──────── Document text
Saturday, February 23, 2008

The Baga People

The Baga people live along the coast of Guinnea Bissau where they number about 45,000. They live in villages divided into two and four quartiers, which are inturn divided into five or six clans. Traditionally , each village was governed by the eldest member of each clan, who met in secret to discuss tribal matters. More recently, this sysem has been replaced, and each village is now headed by an elected 'mayor'.
The Baga are a farming community, cultivating primarily rice in wet patties along the coast. Cotton, gourds, millet, oil palms, okra, sesame and sorgum are other locally grown commodities. The Baga also have the belief that abundance can be encouraged by placing benevolent spirits embodied in carved wooden figures in specially constructed huts between the village and the bush. Some coastal fihing is also undertaken and play san inportant role in the Baga economy.
Spiritually, the Baga believe in a single god, Kanu, who is assisted by Somtop, a male spirit and by A-Bol, a female spirit. Below them, the spirit, A-mantsho-nga-Tshol, who is often represented as a snake, serves as the patron of the two lowest grades of the To-lom societ which overseas the different initiation ceremonies.




The Baga are famous for their Nimba headress, known to the Baga as d'emba. A shoulder mask, standing on four legs, it has a pair of large breats, enlarged head, u-shaped ears, and is work by dancers during festivals and ceremonies relating to births, marriages, harvest ceremonies and some other joyous celebrations. It is said to represent a woman who has born children, and to symbolize fertility.
The Baga snake headresses or Bansonyi, representing the spirit A-mantsho-nga-Tshol, (master of medicine)sometime measuring up to 10 feet high and typically display a rearing snake, polychrome decoration and eyes. Two or sometimes more dancers, clad in raffia costumes or textiles and palm frons, with the assistance of light framework decorated with feathers, ribbons and bells would support these headresses on their shoulders or heads. The masked figures representing the sections of the village would face one another, and, urged on by spectators, they open the ceremony with amock battle intended to inspire the village unity. Among most Baga subgroups, only adolescent males learn the secrets of the snake-spirit, during the Ka-Bere-Tshol initiation which marks the passage to adult status. The Bansonyi had a variety of functions. Beside appearing at funerals, they detact destructive forces, cure sterility, protect boys at circumcision and end droughts.
A-Tshol (meaning medicine) figures, or as sometimes called, elek figures were used principally as shrine figures, but sometime also as headresses. These figures took the form of a head with an exceptionally long beak and a long neck inserted into a base structure. The head also has anthropomorphic aspects such as a coiffure, ears, forhead and nose. A-Tshol figures were placed in the young man's sacred grove as a guardian during initiation, a time when they were considered to be suceptable to destructive forces as during these initiation ceremonies, a trance like state was often entered. A T-shol was under the control of the oldest member of the family as a symbolic incarnation of the lineage.
────────────────
──────── Data for analysis
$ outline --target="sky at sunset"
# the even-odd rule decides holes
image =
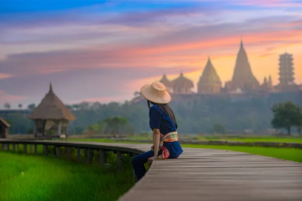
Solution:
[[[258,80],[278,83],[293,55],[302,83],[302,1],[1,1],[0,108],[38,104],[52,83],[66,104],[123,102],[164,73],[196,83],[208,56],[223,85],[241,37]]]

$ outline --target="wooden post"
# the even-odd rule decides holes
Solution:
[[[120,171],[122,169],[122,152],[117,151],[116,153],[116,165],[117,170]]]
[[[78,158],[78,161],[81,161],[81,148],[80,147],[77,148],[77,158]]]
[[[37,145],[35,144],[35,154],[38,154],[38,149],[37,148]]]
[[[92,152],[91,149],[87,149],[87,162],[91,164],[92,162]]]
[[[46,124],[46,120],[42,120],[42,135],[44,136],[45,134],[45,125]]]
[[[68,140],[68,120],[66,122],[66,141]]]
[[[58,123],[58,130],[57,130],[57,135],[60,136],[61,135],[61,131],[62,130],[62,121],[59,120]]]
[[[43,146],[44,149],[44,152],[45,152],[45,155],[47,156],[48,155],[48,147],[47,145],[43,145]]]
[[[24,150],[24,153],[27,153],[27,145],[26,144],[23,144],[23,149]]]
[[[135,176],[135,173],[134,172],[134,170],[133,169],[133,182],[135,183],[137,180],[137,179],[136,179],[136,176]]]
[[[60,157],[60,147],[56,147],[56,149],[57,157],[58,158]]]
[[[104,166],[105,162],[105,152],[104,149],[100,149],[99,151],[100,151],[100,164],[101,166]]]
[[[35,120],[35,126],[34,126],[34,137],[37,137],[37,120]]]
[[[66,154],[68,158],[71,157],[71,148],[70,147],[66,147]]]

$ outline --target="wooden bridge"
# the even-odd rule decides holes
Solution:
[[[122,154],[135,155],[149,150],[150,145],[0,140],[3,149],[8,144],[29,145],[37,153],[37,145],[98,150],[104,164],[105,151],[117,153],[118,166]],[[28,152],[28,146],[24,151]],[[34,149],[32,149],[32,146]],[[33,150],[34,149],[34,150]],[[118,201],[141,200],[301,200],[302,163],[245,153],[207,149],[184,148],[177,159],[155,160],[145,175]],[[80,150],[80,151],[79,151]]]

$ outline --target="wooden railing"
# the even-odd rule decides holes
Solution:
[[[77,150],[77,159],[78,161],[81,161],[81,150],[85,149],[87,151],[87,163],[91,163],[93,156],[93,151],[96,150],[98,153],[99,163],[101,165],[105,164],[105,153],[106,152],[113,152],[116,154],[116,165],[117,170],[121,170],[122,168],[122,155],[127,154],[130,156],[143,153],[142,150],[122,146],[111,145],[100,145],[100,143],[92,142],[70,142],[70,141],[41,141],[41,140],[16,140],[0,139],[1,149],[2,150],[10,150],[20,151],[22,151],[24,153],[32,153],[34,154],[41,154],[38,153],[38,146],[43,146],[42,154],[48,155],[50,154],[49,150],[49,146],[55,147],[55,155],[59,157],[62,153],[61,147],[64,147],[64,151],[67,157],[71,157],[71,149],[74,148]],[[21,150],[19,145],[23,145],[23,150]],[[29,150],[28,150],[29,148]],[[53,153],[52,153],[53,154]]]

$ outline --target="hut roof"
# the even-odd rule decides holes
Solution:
────────────────
──────── Data for analysis
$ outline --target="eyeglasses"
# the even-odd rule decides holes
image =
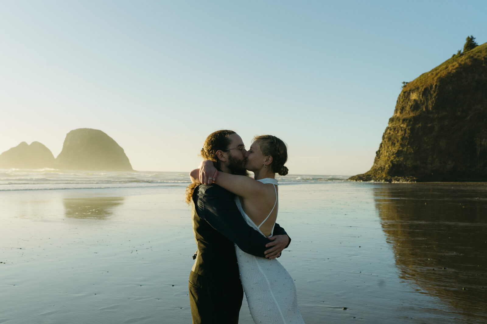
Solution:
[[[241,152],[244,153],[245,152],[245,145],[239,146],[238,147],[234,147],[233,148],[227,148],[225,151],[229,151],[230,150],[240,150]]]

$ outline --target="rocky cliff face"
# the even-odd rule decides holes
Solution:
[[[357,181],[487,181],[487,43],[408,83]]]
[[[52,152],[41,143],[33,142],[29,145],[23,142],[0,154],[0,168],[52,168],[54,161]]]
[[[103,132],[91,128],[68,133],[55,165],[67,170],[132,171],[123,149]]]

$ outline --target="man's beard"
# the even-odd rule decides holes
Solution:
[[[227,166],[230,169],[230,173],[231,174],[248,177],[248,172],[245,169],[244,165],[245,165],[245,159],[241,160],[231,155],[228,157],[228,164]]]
────────────────
- **Tasks and exercises**:
**A.** In the text on the Baga people, which two spirits assist the god Kanu?
**B.** Copy out everything in the text on the Baga people from "Saturday, February 23, 2008" down to "an elected 'mayor'.", letter for letter.

- **Answers to the problems**:
**A.** Somtop, a male spirit, and A-Bol, a female spirit.

**B.**
Saturday, February 23, 2008

The Baga People

The Baga people live along the coast of Guinnea Bissau where they number about 45,000. They live in villages divided into two and four quartiers, which are inturn divided into five or six clans. Traditionally , each village was governed by the eldest member of each clan, who met in secret to discuss tribal matters. More recently, this sysem has been replaced, and each village is now headed by an elected 'mayor'.